What you are asked to do:
Please return all lines in the listing holding the word "white".

Source information:
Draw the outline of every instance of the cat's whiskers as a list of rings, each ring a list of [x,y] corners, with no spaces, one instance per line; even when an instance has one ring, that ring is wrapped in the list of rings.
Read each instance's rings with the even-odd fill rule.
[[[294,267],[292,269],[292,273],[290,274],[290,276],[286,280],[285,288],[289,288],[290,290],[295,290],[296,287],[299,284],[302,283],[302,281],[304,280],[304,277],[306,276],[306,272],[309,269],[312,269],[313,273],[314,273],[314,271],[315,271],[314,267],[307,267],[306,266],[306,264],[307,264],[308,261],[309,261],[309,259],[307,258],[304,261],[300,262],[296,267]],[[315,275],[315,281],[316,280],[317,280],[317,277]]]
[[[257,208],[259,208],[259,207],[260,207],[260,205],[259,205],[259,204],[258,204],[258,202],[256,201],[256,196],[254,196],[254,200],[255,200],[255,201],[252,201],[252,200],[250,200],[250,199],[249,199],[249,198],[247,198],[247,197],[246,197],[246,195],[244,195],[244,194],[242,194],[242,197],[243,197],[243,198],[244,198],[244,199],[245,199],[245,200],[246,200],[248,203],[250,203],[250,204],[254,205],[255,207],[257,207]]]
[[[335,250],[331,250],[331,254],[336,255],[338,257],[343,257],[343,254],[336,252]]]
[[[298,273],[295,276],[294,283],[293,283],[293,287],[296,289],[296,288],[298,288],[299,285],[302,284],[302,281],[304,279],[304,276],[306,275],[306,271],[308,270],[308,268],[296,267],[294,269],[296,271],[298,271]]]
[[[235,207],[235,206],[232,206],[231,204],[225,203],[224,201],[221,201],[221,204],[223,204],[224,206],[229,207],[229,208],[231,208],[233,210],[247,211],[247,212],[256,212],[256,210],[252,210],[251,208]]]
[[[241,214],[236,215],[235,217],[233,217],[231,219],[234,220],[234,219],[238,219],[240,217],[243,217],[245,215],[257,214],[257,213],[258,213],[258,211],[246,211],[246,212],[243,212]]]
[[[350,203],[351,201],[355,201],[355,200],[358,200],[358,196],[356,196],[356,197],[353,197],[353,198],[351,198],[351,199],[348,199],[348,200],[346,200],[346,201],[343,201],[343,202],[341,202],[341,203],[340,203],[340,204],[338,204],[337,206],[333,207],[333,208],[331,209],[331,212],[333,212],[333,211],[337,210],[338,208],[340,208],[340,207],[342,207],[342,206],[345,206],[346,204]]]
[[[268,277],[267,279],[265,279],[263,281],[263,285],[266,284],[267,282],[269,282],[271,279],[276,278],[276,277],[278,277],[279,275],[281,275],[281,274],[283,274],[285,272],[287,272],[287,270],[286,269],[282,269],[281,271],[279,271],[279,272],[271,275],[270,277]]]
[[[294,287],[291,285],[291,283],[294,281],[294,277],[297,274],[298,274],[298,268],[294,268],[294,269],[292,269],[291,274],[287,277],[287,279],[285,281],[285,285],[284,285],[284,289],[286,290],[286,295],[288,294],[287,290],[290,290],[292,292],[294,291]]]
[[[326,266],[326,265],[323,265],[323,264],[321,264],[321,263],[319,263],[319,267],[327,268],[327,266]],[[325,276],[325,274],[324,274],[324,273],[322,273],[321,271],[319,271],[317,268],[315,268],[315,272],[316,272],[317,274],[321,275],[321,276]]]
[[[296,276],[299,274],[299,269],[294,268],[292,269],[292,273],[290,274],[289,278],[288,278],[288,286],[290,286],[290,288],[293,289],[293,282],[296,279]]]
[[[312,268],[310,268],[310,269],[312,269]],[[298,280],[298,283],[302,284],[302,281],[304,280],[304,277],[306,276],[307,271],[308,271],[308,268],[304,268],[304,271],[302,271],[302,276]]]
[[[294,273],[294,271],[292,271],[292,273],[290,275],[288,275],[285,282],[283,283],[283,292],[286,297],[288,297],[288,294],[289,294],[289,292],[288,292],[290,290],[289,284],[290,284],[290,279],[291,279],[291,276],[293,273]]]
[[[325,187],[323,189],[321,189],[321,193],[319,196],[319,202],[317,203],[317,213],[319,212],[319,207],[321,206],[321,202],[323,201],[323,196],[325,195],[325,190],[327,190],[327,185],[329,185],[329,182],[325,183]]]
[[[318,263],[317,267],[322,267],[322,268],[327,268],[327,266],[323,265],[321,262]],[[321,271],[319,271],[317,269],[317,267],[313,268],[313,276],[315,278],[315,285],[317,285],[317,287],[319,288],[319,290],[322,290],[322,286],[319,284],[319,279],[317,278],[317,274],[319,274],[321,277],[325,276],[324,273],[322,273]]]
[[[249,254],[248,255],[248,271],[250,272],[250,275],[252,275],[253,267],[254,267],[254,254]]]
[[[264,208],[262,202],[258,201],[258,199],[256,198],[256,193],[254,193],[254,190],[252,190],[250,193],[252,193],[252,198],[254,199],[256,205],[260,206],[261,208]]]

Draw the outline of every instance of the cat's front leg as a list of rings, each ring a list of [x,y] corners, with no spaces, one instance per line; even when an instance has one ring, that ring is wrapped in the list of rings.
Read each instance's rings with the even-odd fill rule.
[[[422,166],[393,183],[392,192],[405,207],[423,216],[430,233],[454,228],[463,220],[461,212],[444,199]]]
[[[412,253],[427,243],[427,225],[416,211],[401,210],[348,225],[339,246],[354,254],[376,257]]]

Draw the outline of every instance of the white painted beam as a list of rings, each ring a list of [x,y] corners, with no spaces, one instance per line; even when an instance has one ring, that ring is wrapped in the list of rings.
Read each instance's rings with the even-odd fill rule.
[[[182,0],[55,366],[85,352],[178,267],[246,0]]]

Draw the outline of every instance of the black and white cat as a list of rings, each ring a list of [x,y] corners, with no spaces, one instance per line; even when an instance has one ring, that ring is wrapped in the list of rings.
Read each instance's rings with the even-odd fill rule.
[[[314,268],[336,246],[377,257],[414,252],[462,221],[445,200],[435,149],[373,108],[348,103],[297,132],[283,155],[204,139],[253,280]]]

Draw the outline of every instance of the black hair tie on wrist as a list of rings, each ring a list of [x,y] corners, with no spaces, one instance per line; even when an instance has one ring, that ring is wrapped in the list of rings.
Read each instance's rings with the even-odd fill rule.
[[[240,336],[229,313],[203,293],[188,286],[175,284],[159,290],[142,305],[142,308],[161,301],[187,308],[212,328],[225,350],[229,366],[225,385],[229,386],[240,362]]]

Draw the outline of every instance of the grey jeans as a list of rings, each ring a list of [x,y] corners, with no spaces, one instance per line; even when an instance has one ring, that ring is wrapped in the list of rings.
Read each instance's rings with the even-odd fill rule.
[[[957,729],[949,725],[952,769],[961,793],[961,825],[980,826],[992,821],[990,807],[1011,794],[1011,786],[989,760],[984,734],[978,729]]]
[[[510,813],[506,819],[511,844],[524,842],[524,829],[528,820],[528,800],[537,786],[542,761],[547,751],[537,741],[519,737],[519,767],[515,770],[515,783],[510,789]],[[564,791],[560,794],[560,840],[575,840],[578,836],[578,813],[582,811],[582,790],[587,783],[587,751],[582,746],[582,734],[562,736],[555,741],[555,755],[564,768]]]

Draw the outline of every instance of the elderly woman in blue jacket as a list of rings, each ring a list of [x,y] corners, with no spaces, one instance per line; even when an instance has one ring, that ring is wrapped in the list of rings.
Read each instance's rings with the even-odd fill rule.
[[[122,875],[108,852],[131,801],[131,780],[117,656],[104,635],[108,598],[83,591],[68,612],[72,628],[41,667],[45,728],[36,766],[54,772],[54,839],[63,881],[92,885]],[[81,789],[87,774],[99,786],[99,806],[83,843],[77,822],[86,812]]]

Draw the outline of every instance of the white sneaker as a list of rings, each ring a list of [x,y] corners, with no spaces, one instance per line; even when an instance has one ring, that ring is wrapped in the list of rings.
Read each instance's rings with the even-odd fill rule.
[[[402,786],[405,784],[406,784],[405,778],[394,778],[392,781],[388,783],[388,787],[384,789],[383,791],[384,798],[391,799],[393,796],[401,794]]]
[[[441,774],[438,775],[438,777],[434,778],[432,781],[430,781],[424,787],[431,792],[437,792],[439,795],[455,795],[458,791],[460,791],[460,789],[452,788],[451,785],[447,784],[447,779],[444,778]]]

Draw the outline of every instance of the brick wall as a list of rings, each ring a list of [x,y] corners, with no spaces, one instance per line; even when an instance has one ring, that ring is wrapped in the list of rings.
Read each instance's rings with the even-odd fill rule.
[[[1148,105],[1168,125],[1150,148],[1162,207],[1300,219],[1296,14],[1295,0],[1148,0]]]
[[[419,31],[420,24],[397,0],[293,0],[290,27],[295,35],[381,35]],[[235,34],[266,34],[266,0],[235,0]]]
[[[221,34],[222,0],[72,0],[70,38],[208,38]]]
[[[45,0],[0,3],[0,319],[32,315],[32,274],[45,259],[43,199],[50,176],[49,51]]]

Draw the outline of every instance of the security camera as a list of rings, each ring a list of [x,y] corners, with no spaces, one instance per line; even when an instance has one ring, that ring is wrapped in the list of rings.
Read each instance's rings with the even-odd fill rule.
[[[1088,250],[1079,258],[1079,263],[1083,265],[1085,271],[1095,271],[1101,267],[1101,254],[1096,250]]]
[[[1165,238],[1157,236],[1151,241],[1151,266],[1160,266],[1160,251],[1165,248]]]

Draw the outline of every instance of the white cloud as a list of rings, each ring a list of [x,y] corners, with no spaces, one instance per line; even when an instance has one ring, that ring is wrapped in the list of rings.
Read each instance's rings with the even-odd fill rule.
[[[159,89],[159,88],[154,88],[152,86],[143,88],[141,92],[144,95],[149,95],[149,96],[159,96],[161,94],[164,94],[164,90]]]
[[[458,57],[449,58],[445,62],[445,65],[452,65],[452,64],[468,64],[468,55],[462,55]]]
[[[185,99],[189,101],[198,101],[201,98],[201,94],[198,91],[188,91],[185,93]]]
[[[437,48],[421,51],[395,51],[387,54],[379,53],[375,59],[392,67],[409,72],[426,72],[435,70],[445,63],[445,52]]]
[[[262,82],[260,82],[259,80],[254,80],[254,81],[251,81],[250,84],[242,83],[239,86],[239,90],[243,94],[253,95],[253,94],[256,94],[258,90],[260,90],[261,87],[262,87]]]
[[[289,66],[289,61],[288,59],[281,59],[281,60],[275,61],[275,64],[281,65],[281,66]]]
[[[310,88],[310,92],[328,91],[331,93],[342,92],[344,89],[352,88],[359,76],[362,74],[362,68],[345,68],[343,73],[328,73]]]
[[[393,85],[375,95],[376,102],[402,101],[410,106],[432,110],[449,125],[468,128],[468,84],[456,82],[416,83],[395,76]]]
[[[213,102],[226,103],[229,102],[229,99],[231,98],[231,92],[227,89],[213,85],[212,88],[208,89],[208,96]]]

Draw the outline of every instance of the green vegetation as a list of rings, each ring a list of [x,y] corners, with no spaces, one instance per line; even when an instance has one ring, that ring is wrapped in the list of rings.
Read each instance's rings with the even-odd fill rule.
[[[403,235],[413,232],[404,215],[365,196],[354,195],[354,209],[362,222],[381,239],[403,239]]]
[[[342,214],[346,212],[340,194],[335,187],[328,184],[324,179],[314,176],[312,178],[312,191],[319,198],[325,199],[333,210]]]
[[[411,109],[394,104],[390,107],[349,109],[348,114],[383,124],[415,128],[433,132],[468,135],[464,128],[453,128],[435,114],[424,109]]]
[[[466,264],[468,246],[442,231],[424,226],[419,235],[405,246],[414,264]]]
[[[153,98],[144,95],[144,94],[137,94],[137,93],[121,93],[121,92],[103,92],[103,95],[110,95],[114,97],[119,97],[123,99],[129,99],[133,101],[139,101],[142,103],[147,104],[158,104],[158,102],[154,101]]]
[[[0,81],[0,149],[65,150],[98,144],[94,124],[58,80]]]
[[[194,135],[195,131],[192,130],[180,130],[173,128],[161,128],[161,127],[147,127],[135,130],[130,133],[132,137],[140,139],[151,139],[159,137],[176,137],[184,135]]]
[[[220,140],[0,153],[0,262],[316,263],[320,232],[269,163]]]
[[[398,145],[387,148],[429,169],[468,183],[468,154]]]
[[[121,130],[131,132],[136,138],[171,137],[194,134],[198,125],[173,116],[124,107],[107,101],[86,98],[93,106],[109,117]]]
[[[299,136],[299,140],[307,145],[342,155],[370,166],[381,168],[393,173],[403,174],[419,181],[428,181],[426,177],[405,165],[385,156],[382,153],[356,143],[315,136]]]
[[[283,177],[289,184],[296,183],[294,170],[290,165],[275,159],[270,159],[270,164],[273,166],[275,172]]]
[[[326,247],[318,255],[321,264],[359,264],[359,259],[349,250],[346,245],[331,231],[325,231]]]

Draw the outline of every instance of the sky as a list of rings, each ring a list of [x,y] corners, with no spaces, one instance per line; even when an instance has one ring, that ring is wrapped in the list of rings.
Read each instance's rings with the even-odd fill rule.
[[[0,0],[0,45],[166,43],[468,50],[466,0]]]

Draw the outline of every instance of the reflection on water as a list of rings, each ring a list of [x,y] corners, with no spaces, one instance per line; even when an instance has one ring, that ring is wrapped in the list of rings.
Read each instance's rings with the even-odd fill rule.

Answer to the problem:
Draw the outline of every instance of the white painted beam as a list of rings, each ring a list of [x,y] corners, with no spaces, one instance per line; even when an instance has one ring, that ring is wrapped in the list of rings.
Draw the outline of every instance of the black and white cat as a list of rings, each ring a list of [x,y] corners, with no spaces, one instance per line; even when an instance has one ring, that ring is wrapped in the list of rings.
Draw the outline of every instance of the white sneaker as a list of rings, each ring a list of [x,y] corners, with no spaces, one instance per line; even when an instance has one ring, that ring is wrapped in the list of rings.
Draw the outline of every instance of the white cloud as a list of rings, each ring a list of [x,y] corners, with no spaces, one instance per line; even when an instance has one ring, that ring is wrapped in the list of rings.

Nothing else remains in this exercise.